#### [GOAL 1]
Reproduce the entries word for word, covering the stretch from the line containing "of the yellow" through the end of the entries.
··· PROVIDED TEXT ···
Section "ServerFlags"

EndSection

Section "InputDevice"

    Identifier   "Keyboard1"

    Driver   "kbd"

    Option "AutoRepeat" "500 30"

    Option "XkbRules"   "xorg"

    Option "XkbModel"   "pc101"

    Option "XkbLayout"   "it"

EndSection

Section "InputDevice"

    Identifier   "Mouse1"

    Driver   "mouse"

    Option "CorePointer" 

    Option  "Protocol"     "Auto"

    Option  "Device"     "/dev/input/mice"

    Option "ZAxisMapping"  "4 5"

    Option "Emulate3Buttons"

EndSection

Section "Monitor"

   Identifier     "HANNS.GHU196D"

   Option      "DPMS"      "true"

   HorizSync   80

   VertRefresh 75

EndSection

Section "Device"

    Identifier   "Standard VGA"
··· EXTRACTED INFORMATION ···
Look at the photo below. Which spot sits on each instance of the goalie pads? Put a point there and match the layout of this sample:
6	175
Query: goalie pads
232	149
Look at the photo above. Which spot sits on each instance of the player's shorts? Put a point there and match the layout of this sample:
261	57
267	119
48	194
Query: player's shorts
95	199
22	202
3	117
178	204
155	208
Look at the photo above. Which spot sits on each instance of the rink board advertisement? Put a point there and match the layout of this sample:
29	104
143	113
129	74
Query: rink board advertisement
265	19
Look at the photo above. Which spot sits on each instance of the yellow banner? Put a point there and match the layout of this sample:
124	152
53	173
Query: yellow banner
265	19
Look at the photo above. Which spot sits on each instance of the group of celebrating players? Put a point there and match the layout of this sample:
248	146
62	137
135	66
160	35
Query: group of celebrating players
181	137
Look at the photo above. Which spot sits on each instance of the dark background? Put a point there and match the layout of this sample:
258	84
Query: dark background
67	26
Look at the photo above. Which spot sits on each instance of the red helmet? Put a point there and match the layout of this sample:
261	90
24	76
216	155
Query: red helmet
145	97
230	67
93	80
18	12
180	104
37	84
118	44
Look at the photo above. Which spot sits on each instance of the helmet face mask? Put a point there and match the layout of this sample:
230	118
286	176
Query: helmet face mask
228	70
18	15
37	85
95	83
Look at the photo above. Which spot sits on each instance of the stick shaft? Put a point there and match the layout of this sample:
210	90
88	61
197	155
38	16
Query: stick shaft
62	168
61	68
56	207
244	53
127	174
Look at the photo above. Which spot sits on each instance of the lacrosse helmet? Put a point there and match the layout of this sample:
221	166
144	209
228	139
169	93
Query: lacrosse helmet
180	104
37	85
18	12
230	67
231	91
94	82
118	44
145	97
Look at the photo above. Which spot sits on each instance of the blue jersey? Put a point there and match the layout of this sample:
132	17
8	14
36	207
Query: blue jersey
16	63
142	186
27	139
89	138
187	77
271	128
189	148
···
#### [GOAL 2]
In the config text, recast the block that begins with Section "Monitor" as a short list that keeps its main settings.

#### [WRITTEN ANSWER 1]
Look at the photo above. Which spot sits on each instance of the yellow banner? Put a point there and match the layout of this sample:
124	152
53	173
Query: yellow banner
265	19
Look at the photo above. Which spot sits on each instance of the group of celebrating players? Put a point there and match the layout of this sample:
248	146
62	137
135	66
160	35
Query: group of celebrating players
181	137
Look at the photo above. Which spot sits on each instance of the dark background? Put a point there and match the layout of this sample:
258	84
Query: dark background
67	26
Look at the photo above. Which spot sits on each instance of the red helmet? Put a point there and match the layout of this sample:
261	90
24	76
216	155
Query: red helmet
145	97
230	67
93	80
18	12
180	104
37	84
118	44
Look at the photo above. Which spot sits on each instance of the helmet face mask? Put a point there and match the layout of this sample:
230	118
286	176
Query: helmet face mask
228	70
18	15
37	85
95	83
Look at the photo above. Which spot sits on each instance of the stick shaft? Put a point there and match the layout of this sample:
210	90
88	61
197	155
38	16
Query: stick shaft
62	168
61	68
56	207
244	53
127	174
Look at the photo above. Which spot sits on each instance of the lacrosse helmet? Put a point there and match the layout of this sample:
221	166
144	209
228	139
169	93
Query: lacrosse helmet
180	104
37	85
18	12
230	67
231	91
94	82
118	44
145	97
Look at the photo above. Which spot sits on each instance of the blue jersey? Put a point there and match the layout of this sample:
132	17
8	14
36	207
Query: blue jersey
16	63
142	186
27	139
89	138
187	77
271	128
189	148

#### [WRITTEN ANSWER 2]
- Identifier: HANNS.GHU196D
- DPMS: true
- HorizSync: 80
- VertRefresh: 75